Provided text:

In its heyday, the relationship between the most promising economic centres of the East was captured by the slogan "Hindi Chini Bhai-Bhai". This era has certainly passed into a distant memory. The so-called brother nation states have rather settled for a ' bye- bye' and have diverged paths, where the only visible road ahead is the China Pakistan Economic Corridor.

Decades old tensions between India and China translated into a conflagration with the Galwan-Valley face off between the two nations on the eve of June 15, 2020 which involved casualties on both the sides. This incident pushed the bilateral relationship between the two nuclear powers to an all time low and transformed the LAC ( line of actual control) into a permanent hotspot. The brimming tensions have not only created a hostile environment in the physical space but has also paved its way into the digital arena.

Record set:
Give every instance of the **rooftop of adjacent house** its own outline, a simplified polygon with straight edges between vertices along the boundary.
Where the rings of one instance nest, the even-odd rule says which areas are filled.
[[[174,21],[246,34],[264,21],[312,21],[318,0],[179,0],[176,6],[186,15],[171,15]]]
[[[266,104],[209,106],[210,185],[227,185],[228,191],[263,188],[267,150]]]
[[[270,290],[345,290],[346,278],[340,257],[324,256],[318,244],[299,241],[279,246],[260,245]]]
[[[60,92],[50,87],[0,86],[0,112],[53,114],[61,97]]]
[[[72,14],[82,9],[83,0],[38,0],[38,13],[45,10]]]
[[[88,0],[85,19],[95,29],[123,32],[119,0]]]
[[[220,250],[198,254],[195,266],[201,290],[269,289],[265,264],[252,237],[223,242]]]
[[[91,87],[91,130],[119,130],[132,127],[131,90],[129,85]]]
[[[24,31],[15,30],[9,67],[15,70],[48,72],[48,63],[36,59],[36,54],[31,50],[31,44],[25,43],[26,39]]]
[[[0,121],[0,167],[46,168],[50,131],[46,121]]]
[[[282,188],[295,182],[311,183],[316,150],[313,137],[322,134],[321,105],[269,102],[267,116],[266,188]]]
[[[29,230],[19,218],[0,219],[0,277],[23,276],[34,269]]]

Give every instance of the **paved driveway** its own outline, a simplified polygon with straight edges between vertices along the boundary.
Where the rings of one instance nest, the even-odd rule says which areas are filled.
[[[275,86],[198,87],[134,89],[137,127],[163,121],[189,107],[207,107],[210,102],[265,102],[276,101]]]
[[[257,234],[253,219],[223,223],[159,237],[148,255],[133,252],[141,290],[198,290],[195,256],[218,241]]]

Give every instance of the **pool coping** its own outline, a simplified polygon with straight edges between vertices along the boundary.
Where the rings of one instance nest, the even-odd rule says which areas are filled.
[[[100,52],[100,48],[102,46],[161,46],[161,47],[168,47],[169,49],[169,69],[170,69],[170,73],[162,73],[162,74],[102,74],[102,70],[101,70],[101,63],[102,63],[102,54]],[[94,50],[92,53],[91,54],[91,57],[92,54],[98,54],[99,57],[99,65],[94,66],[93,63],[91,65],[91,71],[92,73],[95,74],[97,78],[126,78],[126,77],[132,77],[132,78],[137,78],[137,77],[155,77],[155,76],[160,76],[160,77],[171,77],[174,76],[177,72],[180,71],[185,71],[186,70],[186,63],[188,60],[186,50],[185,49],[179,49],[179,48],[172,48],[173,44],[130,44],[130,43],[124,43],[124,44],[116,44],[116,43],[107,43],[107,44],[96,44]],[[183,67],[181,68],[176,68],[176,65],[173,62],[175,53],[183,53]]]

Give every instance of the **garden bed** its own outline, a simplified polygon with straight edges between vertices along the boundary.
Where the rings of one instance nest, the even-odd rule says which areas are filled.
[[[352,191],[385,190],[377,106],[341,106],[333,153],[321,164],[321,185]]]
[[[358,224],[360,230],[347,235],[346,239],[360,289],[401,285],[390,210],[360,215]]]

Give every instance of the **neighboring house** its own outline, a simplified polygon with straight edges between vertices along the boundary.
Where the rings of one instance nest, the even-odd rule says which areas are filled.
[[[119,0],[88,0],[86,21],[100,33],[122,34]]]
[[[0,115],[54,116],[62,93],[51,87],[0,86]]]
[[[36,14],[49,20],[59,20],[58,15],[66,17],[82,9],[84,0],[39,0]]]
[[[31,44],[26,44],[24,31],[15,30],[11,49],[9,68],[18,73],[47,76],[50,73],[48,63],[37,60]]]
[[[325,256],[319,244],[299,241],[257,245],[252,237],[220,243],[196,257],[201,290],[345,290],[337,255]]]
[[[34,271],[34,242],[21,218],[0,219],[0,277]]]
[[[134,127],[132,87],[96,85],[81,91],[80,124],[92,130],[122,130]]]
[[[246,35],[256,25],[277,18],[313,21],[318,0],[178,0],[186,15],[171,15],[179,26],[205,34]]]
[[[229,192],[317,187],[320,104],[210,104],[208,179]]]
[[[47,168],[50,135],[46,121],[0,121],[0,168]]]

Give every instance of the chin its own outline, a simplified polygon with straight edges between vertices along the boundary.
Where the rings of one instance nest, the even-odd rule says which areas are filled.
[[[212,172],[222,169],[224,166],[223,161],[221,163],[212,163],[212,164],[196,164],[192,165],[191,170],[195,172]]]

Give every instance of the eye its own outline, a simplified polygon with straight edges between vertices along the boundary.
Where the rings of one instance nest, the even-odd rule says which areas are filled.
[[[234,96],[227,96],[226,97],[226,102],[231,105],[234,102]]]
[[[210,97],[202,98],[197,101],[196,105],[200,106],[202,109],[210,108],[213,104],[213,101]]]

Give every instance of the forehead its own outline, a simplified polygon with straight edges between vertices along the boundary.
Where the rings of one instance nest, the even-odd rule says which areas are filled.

The problem: Reproduce, word for word, the section of the India–China relations text above that begins with the words containing "Decades old tensions" and ends with "the digital arena.".

Exercise answer:
Decades old tensions between India and China translated into a conflagration with the Galwan-Valley face off between the two nations on the eve of June 15, 2020 which involved casualties on both the sides. This incident pushed the bilateral relationship between the two nuclear powers to an all time low and transformed the LAC ( line of actual control) into a permanent hotspot. The brimming tensions have not only created a hostile environment in the physical space but has also paved its way into the digital arena.